GOAL 1.
Count how many lines of the records below contain the string "lawn". Reply with the number only.

PAGE EXTRACT.
◆ ◆ ◆ ◆ ◆ ◆ ◆

Learnitweb

Build Array from Permutation

1. Problem Summary

You are given an integer array nums where:

  • It is a zero-based permutation
  • Meaning, it contains all integers from 0 to nums.length - 1 exactly once

Your task is to construct a new array ans such that:

ans[i] = nums[nums[i]]

Then return ans.

Example:

Input:  nums = [0,2,1,5,3,4]
Output: [0,1,2,4,5,3]
Because:
ans[0] = nums[nums[0]] = nums[0] = 0
ans[1] = nums[nums[2]] = nums[2] = 1
...

2. Key Insights

Insight 1: Direct indexing solves it

Since nums is a permutation, every index lookup is valid.

Insight 2: No need for additional logic

No sorting, mapping, or validation needed.

Insight 3: Can be done in two ways

  1. Using extra array (simple and safe)
  2. In-place encoding using math trick (space optimized)

Insight 4: In-place trick relies on value range

Because values are within range [0, n-1], we can encode two values into one integer:

nums[i] = nums[i] + n * (nums[nums[i]] % n)

Then decode later.

Insight 5: For most use-cases, extra-array solution preferred

Readable, clean, fast enough.

3. Approach

Method A: Build result using new array

Steps:

  1. Create array ans with size equal to nums.length
  2. Loop through each index i
  3. Set: ans[i] = nums[nums[i]]
  4. Return ans

4. Time and Space Complexity

Time Complexity:

O(N)

Single loop through array.

Space Complexity:

O(N)

Because we allocate result array.

5. Java Solution (Simple and Recommended)

class Solution {
    public int[] buildArray(int[] nums) {
        int n = nums.length;
        int[] ans = new int[n];

        for (int i = 0; i < n; i++) {
            ans[i] = nums[nums[i]];
        }

        return ans;
    }
}

6. In-Place Java Solution (Space O(1))

◆ ◆ ◆ ◆ ◆ ◆ ◆

LISTED RECORDS.
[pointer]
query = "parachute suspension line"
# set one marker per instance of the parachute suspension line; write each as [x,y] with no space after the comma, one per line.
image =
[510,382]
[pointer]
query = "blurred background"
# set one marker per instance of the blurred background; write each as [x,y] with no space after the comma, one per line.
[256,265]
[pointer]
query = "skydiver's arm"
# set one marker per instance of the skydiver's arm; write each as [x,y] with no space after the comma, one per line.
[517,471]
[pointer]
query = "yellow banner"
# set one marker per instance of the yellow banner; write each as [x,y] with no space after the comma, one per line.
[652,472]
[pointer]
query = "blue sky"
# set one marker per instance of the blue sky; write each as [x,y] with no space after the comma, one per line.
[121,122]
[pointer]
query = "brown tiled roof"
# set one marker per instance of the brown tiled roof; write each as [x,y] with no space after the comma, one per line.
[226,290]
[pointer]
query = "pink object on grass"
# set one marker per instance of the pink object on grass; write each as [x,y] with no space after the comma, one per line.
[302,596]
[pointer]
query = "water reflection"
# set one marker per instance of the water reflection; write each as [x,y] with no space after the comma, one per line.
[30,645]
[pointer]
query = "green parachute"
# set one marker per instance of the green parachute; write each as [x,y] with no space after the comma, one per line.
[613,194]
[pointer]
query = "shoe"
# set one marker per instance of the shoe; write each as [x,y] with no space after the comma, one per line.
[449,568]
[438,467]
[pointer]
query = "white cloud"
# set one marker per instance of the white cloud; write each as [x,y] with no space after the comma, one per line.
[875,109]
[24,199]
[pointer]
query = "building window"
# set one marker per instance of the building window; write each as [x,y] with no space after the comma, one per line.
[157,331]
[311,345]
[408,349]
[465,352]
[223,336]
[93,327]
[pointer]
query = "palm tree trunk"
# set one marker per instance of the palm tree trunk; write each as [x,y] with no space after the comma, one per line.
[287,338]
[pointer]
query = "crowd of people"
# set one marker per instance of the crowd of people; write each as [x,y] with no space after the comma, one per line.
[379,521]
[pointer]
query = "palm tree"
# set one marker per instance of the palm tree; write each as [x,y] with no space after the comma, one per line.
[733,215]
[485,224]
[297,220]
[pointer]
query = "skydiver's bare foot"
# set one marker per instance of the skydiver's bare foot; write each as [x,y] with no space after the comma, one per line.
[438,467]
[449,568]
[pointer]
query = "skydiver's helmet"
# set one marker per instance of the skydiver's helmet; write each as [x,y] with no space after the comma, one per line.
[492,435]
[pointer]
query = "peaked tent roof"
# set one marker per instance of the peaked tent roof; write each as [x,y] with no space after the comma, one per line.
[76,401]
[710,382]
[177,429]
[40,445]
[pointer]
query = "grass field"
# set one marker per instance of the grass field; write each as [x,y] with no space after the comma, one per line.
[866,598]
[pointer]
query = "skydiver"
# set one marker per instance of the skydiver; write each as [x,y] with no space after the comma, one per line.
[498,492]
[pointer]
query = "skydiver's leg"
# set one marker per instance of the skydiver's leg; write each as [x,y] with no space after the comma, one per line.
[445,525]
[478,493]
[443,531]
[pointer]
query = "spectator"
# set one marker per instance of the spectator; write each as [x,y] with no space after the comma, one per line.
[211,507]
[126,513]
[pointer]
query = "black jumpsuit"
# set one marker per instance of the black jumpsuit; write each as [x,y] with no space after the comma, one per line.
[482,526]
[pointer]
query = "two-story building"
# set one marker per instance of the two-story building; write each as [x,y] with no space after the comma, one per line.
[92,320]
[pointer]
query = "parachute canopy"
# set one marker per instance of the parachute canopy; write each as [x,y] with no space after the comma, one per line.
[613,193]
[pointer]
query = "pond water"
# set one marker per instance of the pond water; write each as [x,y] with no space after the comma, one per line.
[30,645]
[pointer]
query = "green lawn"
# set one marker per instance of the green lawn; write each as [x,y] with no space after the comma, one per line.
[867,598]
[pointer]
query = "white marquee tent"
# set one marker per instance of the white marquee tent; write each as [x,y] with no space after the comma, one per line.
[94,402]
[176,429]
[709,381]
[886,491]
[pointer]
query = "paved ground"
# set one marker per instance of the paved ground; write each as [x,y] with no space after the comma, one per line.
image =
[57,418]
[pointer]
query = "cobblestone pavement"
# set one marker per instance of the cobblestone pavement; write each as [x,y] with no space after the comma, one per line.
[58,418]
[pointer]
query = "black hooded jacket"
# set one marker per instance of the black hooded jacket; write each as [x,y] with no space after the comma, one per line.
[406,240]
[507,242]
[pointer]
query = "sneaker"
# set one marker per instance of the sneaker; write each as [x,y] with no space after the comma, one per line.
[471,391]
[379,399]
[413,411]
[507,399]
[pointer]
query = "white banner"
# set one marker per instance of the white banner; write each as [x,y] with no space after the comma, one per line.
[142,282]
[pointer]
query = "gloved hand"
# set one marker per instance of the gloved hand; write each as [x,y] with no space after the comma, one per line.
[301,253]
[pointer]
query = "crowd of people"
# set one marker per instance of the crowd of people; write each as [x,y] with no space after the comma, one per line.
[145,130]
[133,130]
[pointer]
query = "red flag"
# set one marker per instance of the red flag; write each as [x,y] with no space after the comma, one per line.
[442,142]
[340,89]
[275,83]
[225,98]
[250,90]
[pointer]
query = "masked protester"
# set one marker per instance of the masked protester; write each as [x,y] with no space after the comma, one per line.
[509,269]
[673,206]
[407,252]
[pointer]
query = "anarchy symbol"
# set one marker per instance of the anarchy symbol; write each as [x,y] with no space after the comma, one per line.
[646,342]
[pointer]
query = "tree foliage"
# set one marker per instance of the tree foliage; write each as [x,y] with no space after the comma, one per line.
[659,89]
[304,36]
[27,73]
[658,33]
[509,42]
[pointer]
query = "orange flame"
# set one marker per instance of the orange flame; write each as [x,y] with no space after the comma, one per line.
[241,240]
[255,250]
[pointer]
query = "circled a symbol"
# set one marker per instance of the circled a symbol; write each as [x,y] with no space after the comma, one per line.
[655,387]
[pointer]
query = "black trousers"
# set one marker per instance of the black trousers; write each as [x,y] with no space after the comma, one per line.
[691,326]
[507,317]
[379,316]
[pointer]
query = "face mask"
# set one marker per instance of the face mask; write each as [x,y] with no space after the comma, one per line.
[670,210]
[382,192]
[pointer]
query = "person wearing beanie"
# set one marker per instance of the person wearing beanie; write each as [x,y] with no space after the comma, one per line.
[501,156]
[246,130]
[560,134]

◆ ◆ ◆ ◆ ◆ ◆ ◆

GOAL 2.
List the titles of all the insights under "Key Insights" on the Build Array from Permutation page above.

CORRECT OUTPUT 1.
2

CORRECT OUTPUT 2.
1. Direct indexing solves it
2. No need for additional logic
3. Can be done in two ways
4. In-place trick relies on value range
5. For most use-cases, extra-array solution preferred